_Work order 1:_
Please copy the passage on medical bloggers word for word, between "MEDICAL BLOGGERS NOT" and "a cancer center.", inclusive.
_Work order 2:_
Continue the passage on medical bloggers from the point where it stops.

MEDICAL BLOGGERS NOT ONLY EXPOUND ON THE LATEST TECHNOLOGIES and policy issues but also, as these excerpts show, use the Web as an outlet for the worry they feel and the fears they face in treating patients.

A ONE-QUESTION QUIZ

Adapted from a June 27 posting at The Cheerful Oncologist by St. Louis oncologist Craig Hildreth.

Last week my partners and I met with a health-care system executive charged with designing a hospital to be built here in suburban St. Louis. Mirabile dictu, the new place will include a cancer center.

As we studied the plans, I was struck with an epiphany that tore me from the banausic descriptions of office placement and patient flow.

“Do you know what is the biggest fear of oncologists?” I asked the group. “It is the fear of working alone. Without our nurses, secretaries and partners, without radiation oncologists, social workers, surgeons, radiologists and many other teammates, we could never give our patients anything close to acceptable care, let alone what they deserve to receive. This center is designed exactly the way we wish it could be.”

_Data to examine:_

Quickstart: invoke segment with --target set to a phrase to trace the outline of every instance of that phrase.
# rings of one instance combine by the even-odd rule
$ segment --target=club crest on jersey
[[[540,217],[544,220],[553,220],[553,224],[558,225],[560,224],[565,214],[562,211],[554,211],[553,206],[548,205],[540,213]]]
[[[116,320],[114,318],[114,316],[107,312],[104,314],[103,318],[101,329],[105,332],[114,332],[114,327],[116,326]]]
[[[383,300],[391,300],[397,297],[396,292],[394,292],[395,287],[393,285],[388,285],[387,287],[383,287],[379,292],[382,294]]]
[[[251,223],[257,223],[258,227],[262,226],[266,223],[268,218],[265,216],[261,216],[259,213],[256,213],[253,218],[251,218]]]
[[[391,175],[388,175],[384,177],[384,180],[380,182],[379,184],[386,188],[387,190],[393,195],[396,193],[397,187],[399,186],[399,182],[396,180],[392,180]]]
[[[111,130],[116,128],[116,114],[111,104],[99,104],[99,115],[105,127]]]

_Task result 1:_
MEDICAL BLOGGERS NOT ONLY EXPOUND ON THE LATEST TECHNOLOGIES and policy issues but also, as these excerpts show, use the Web as an outlet for the worry they feel and the fears they face in treating patients.

A ONE-QUESTION QUIZ

Adapted from a June 27 posting at The Cheerful Oncologist by St. Louis oncologist Craig Hildreth.

Last week my partners and I met with a health-care system executive charged with designing a hospital to be built here in suburban St. Louis. Mirabile dictu, the new place will include a cancer center.

_Task result 2:_
A well-planned cancer center is certainly a compliment to the designers, but to us it is a reprieve from the angst we experience daily.

TICK, TICK, TICK…

Adapted from a July 19 posting at Aggravated Doc Surg by “Aggravated DocSurg,” a general surgeon.

There is a part of surgery that largely goes unspoken: the worry. Most of the time, the operations I do are “routine,” although nothing is ever routine about surgery. But certain situations generate enough worry to make me feel as if the devil himself has taken up residence in my stomach, stoking the furnace of hell.

In the vast majority of cases, all the anguish turns out to be a long night of self-torment, and the patient does just fine. But the need to worry never changes, because not every patient sails through hospitalization without a few squalls. And so I fret. I brood. I stew. I agonize. Because, as my old program director told me, “that’s what a good surgeon does. Nobody knows what went on in that operating room except you and God, but only you can correct a problem.”

PRESCRIPTION FOR DANGER

Adapted from a July 15 posting at medpundit by Penny Marchetti, an Ohio family doctor.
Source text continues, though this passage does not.